-- START TASK INPUT --

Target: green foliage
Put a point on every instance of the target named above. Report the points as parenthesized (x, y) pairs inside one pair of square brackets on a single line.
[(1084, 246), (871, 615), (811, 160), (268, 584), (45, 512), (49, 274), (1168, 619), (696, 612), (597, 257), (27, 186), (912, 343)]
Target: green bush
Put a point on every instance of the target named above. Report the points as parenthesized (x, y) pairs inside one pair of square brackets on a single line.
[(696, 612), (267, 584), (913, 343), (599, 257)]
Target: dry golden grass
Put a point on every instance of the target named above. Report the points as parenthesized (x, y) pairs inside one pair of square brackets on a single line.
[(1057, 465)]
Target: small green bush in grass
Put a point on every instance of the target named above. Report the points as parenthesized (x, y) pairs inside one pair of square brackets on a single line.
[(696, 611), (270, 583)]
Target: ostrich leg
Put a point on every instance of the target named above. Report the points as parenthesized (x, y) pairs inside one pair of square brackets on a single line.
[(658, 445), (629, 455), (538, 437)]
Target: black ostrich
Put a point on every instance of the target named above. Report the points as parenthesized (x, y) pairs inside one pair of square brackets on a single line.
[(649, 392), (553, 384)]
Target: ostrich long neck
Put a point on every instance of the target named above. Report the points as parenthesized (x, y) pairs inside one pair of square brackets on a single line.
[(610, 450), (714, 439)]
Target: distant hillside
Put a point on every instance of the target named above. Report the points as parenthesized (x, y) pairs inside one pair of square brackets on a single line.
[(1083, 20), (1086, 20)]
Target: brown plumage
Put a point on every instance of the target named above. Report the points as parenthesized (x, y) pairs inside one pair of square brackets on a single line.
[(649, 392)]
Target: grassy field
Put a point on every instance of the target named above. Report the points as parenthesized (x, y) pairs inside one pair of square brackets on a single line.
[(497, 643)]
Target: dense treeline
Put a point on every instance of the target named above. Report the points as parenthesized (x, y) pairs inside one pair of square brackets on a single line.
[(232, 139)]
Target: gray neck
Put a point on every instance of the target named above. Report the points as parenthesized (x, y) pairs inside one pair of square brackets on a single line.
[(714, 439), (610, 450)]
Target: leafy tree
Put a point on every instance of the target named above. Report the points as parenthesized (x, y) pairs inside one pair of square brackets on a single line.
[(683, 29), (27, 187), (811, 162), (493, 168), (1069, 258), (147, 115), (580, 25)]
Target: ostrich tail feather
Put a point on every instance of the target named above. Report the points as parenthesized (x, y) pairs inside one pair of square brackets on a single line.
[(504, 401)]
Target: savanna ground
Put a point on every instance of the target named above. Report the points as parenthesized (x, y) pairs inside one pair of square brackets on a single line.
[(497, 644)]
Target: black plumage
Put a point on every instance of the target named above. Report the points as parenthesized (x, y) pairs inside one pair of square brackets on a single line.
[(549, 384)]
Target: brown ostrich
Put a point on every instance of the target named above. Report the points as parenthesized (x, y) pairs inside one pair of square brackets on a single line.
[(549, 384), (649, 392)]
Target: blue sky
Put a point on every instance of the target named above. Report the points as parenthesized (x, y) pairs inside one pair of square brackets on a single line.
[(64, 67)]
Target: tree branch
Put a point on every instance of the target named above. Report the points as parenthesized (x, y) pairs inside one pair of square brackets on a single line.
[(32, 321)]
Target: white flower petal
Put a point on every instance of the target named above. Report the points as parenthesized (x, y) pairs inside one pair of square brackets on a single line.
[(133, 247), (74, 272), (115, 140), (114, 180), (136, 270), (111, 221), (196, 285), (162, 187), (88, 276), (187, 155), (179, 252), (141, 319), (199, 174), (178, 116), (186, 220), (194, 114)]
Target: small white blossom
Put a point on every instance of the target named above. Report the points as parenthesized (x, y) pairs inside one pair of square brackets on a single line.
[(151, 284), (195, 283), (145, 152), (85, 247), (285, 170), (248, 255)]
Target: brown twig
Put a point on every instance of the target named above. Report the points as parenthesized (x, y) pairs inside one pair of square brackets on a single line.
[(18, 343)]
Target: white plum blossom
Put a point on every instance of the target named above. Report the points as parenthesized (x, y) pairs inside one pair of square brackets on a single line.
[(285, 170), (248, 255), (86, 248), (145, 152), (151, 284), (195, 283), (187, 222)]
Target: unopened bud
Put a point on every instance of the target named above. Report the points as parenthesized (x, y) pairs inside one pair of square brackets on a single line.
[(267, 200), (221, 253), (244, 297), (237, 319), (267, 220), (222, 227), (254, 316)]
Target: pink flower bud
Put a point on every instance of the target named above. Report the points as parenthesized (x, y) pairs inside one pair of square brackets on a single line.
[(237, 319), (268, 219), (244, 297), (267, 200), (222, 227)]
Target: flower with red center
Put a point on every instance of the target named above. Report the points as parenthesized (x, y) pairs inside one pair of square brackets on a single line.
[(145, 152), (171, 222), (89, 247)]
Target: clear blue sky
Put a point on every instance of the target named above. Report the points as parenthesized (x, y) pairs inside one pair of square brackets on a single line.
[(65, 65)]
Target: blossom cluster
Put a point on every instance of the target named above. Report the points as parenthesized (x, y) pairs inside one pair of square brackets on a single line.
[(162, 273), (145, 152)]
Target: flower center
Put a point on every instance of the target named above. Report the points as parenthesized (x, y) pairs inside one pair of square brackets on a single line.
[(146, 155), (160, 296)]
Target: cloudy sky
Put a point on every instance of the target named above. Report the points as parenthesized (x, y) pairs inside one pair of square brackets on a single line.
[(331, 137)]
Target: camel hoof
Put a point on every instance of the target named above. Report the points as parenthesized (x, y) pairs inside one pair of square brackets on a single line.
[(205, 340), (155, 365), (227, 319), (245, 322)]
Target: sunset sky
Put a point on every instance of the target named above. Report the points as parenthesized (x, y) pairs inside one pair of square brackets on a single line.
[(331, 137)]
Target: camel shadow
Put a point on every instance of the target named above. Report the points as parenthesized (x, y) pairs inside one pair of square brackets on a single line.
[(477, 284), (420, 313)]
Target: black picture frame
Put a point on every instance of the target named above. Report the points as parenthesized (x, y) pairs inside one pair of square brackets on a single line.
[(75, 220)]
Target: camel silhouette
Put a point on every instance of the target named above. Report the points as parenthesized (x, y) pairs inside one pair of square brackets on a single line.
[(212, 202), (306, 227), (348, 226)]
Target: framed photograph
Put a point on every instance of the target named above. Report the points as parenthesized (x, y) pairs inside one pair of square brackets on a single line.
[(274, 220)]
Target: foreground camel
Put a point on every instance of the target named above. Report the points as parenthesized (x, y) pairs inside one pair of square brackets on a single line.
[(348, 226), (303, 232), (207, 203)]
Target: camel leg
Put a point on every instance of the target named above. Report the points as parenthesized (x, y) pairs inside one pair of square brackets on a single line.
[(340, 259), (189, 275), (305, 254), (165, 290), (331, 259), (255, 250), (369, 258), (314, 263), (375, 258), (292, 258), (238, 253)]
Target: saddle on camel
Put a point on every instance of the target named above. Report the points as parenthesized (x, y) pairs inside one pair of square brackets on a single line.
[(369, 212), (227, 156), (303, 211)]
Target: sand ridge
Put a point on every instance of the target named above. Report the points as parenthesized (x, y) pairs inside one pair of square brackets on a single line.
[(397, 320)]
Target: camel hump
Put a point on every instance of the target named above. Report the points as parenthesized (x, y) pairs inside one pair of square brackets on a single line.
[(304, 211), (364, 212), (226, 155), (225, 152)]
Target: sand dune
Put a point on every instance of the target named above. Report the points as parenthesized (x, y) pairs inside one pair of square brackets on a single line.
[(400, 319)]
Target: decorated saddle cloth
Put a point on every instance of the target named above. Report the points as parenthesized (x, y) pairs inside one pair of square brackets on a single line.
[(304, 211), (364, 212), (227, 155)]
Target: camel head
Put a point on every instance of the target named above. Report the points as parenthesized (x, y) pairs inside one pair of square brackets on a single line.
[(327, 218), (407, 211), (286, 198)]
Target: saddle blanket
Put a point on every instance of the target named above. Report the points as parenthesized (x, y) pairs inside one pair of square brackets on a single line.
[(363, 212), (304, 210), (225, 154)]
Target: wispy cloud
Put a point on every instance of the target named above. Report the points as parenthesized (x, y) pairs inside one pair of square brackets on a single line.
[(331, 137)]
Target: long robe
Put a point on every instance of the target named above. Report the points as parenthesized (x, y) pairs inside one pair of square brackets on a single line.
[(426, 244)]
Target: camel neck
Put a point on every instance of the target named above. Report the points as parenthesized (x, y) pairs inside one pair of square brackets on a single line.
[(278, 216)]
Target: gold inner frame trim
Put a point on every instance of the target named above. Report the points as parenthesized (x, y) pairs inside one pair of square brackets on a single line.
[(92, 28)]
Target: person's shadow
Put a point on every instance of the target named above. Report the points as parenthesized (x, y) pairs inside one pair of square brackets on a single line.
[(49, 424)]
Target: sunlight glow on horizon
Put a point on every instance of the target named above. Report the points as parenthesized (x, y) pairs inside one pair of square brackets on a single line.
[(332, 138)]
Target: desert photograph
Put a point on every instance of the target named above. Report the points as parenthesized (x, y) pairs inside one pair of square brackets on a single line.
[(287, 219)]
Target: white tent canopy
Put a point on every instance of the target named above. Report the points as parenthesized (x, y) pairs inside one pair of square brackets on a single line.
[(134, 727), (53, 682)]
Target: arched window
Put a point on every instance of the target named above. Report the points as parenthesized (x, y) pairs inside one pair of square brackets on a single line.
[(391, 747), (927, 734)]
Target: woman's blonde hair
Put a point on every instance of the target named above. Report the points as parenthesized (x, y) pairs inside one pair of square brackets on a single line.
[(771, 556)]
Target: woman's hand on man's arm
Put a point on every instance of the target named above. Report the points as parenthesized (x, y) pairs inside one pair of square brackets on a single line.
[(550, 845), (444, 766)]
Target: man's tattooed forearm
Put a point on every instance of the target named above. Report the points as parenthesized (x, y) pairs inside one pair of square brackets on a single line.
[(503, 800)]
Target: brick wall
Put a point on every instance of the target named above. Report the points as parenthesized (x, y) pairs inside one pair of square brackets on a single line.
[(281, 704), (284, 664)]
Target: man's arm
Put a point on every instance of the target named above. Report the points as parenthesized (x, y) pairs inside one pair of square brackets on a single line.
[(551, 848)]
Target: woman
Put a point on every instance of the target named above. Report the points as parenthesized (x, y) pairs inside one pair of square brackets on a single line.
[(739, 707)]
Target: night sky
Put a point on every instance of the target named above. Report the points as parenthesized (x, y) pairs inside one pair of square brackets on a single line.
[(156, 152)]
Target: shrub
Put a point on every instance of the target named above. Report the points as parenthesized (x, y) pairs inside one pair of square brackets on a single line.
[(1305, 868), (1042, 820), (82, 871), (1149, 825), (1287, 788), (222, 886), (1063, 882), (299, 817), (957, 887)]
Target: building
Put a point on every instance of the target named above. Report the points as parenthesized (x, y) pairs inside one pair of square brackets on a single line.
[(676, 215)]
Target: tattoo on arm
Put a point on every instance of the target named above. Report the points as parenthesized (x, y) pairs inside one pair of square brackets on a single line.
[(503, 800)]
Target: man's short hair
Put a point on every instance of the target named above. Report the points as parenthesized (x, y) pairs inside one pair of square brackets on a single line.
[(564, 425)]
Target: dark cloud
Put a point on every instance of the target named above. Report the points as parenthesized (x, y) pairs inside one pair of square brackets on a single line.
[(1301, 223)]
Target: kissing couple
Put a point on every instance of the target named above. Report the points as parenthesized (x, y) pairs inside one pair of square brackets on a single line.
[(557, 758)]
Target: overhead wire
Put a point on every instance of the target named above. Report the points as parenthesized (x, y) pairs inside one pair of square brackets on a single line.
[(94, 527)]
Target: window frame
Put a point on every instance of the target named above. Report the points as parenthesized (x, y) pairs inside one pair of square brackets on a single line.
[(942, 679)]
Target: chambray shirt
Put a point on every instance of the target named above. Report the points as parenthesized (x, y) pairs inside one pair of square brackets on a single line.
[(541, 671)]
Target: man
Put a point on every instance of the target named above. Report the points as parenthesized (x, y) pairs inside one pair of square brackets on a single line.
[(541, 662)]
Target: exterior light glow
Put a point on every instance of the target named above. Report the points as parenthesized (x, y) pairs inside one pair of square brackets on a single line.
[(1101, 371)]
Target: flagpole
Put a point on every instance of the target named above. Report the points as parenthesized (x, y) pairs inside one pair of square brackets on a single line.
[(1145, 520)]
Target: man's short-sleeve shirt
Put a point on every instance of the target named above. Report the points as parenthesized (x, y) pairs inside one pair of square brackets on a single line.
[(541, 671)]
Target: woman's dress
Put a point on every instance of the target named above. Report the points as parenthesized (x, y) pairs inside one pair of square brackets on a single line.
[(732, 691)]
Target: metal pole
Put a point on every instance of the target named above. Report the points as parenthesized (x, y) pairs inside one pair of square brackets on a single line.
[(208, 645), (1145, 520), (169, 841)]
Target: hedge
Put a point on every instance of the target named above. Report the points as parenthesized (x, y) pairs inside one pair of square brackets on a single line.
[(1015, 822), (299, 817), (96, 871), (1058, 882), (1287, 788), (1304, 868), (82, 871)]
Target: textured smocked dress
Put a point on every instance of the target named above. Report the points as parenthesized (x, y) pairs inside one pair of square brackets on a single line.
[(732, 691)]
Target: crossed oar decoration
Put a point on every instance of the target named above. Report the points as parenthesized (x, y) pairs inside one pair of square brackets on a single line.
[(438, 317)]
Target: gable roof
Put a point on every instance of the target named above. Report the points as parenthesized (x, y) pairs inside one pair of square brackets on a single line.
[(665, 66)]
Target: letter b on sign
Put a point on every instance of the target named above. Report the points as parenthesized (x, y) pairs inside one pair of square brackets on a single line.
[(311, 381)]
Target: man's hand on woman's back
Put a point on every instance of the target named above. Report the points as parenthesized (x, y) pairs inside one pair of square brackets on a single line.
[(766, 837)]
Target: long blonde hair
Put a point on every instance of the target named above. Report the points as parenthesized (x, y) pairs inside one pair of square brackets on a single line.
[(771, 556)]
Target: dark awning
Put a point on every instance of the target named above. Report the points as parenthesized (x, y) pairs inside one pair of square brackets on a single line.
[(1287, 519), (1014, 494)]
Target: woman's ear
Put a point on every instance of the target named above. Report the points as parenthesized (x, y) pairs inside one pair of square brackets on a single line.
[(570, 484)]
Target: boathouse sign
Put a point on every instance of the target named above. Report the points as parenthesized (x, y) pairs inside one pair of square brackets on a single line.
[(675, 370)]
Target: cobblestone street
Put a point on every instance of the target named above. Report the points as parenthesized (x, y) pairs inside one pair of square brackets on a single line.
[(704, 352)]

-- END TASK INPUT --

**WHAT THE EXERCISE ASKS**.
Transcribe the lines above, starting with the line that contains "Target: sand ridge" and going on through the line that contains "[(363, 212), (304, 210), (225, 154)]", with each line reproduced unchanged.

**ANSWER TO THIS PROBLEM**.
Target: sand ridge
Put a point on every instance of the target named above. Report the points as parenthesized (x, y) pairs inside one pair of square brackets on a single line.
[(397, 320)]
Target: camel hump
Put a point on every instance of the target named above. Report the points as parenthesized (x, y) pairs inside one pair of square brackets on a single line.
[(304, 211), (364, 212), (226, 155), (225, 152)]
Target: sand dune
Put a point on every instance of the target named above. Report the points as parenthesized (x, y) pairs inside one pair of square brackets on a single line.
[(400, 319)]
Target: decorated saddle cloth
Put a point on every instance of the target named above. Report the points as parenthesized (x, y) pairs inside one pair of square brackets on a single line.
[(304, 211), (364, 212), (227, 155)]
Target: camel head
Put a point on every instance of the target named above. Report the points as parenthesized (x, y) pairs inside one pair of square brackets on a single line.
[(327, 218), (407, 211), (286, 198)]
Target: saddle blanket
Put a point on every instance of the target named above. Report the points as parenthesized (x, y) pairs inside one pair of square brackets on a single line.
[(363, 212), (304, 210), (225, 154)]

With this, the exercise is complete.